===== Information shown
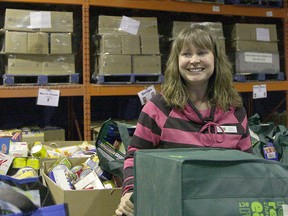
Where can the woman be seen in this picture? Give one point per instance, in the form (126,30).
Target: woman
(198,105)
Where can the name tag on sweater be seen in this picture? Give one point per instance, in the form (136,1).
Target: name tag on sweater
(227,129)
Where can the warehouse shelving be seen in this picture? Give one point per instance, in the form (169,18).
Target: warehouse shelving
(88,90)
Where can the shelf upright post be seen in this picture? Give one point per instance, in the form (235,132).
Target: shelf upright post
(285,26)
(86,70)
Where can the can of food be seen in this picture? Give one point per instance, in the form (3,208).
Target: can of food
(25,172)
(61,161)
(77,170)
(19,162)
(39,151)
(33,162)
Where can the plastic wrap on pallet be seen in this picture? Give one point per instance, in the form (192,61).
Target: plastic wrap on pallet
(28,20)
(111,25)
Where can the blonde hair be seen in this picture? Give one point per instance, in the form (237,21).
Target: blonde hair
(220,91)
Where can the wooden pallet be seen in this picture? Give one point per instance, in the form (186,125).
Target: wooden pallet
(128,78)
(15,79)
(258,77)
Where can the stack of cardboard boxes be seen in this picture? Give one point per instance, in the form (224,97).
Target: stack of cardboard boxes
(127,48)
(38,42)
(254,48)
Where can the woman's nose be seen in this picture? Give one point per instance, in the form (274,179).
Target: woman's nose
(194,59)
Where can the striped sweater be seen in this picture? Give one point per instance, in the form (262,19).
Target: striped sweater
(160,126)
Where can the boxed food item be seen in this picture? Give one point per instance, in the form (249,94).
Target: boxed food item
(44,21)
(114,64)
(110,44)
(254,32)
(146,64)
(58,65)
(150,44)
(130,44)
(111,25)
(84,201)
(256,62)
(7,136)
(216,27)
(255,46)
(61,43)
(16,42)
(24,65)
(37,43)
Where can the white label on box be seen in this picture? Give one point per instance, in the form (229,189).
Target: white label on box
(259,91)
(146,94)
(285,209)
(262,34)
(5,163)
(40,20)
(129,25)
(48,97)
(258,57)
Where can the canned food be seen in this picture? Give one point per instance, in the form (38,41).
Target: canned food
(19,162)
(26,172)
(33,162)
(77,170)
(39,151)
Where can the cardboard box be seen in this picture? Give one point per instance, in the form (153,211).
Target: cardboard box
(37,43)
(61,43)
(114,64)
(255,62)
(54,134)
(110,44)
(216,27)
(111,25)
(130,44)
(84,202)
(60,22)
(254,32)
(19,20)
(24,65)
(256,46)
(32,136)
(58,65)
(149,64)
(150,44)
(7,136)
(15,42)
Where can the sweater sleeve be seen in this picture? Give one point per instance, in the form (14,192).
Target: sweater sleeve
(146,136)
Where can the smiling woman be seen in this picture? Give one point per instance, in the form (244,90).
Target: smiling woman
(197,107)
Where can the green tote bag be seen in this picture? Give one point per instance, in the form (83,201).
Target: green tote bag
(208,181)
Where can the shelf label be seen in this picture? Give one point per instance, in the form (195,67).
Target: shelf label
(262,34)
(48,97)
(146,94)
(129,25)
(216,8)
(269,14)
(259,91)
(258,57)
(40,20)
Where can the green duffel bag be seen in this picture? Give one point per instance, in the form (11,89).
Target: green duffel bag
(208,181)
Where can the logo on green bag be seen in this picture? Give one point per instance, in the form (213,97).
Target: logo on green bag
(261,208)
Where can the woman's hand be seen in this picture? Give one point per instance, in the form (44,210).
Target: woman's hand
(126,207)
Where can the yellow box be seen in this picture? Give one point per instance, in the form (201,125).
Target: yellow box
(37,43)
(58,65)
(24,65)
(114,64)
(61,43)
(149,64)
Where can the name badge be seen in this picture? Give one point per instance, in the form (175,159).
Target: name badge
(227,129)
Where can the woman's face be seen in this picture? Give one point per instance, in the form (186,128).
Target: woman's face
(196,65)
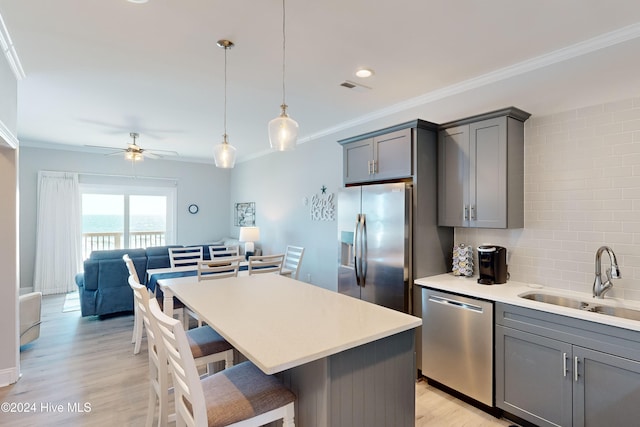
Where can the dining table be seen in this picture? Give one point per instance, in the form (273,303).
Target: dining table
(348,361)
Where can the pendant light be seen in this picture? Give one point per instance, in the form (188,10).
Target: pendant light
(283,130)
(224,153)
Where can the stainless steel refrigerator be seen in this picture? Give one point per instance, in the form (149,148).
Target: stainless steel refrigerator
(374,233)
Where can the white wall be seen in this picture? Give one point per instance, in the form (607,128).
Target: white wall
(582,179)
(199,183)
(278,183)
(9,351)
(582,190)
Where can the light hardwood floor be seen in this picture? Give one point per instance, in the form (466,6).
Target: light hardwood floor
(78,361)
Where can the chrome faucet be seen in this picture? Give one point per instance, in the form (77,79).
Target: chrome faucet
(613,272)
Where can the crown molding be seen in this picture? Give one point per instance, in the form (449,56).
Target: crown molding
(585,47)
(10,52)
(8,137)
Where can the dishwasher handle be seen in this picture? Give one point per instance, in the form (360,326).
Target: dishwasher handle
(455,303)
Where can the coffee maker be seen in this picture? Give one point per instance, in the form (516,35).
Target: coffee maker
(492,265)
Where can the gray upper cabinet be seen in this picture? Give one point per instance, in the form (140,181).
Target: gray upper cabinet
(481,171)
(378,158)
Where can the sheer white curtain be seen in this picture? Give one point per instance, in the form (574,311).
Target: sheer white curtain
(58,235)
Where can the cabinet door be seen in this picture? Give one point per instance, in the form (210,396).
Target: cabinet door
(488,172)
(358,161)
(392,153)
(453,176)
(607,390)
(533,377)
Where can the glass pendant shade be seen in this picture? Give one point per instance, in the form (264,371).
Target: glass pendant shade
(283,132)
(224,154)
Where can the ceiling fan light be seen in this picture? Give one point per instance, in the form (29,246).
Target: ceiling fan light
(133,156)
(283,132)
(224,154)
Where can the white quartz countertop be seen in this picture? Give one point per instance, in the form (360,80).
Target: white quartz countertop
(279,323)
(511,291)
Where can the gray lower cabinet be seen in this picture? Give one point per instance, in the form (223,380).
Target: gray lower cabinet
(557,371)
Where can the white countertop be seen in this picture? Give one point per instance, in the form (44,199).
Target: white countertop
(510,292)
(279,323)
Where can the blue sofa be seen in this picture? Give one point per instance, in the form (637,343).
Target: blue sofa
(104,287)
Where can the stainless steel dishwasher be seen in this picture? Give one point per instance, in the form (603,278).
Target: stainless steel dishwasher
(457,343)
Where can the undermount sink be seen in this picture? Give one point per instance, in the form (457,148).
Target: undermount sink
(625,313)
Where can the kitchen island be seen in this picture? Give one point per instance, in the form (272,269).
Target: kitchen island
(350,363)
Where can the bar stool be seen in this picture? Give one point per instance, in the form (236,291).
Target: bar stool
(241,395)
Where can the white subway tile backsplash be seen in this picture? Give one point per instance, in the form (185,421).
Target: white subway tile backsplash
(582,191)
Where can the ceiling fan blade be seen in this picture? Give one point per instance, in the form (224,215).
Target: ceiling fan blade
(102,147)
(151,155)
(163,152)
(115,153)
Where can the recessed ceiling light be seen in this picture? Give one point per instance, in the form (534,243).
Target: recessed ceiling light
(364,73)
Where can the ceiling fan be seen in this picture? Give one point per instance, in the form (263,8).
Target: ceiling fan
(135,153)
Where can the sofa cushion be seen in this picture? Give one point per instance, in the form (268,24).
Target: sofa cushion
(117,253)
(158,256)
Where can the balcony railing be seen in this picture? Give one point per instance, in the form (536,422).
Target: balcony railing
(105,241)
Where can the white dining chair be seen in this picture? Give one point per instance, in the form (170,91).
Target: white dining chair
(138,324)
(259,264)
(219,268)
(239,396)
(206,347)
(186,256)
(216,269)
(217,251)
(293,259)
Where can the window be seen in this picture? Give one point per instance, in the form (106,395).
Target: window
(122,217)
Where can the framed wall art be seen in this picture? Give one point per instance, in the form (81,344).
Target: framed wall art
(245,214)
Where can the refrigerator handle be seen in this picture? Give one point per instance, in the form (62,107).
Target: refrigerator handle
(363,249)
(356,249)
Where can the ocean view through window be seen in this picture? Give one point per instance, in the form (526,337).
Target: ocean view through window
(122,221)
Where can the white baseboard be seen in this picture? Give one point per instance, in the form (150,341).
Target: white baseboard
(9,376)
==========
▶ [What is needed] Give back exactly the lines from the one containing "Where can the white dining" through the last line of the records.

▶ [Task solution]
Where can the white dining chair be seen in this picture? Give one point per instance, in the form (170,91).
Target: white dining chair
(138,324)
(259,264)
(219,268)
(239,396)
(206,347)
(186,256)
(216,269)
(217,251)
(293,259)
Where can the window be seen in this picture? Give one point per instance, in the form (106,395).
Target: window
(122,217)
Where can the framed wall art be seen in this picture? Give one point per instance, in the form (81,344).
Target: framed wall art
(245,214)
Where can the refrigerator handle be seen in this picture? Give one point per instance, in the form (62,107).
Target: refrigerator handle
(363,249)
(356,249)
Where can the ocean view through window be seen in this picture? Give one point per instance, in the form (526,337).
Target: ocean view through window
(122,221)
Where can the white baseboard be seen in this picture? Give one point per instance, in the form (150,341).
Target: white baseboard
(9,376)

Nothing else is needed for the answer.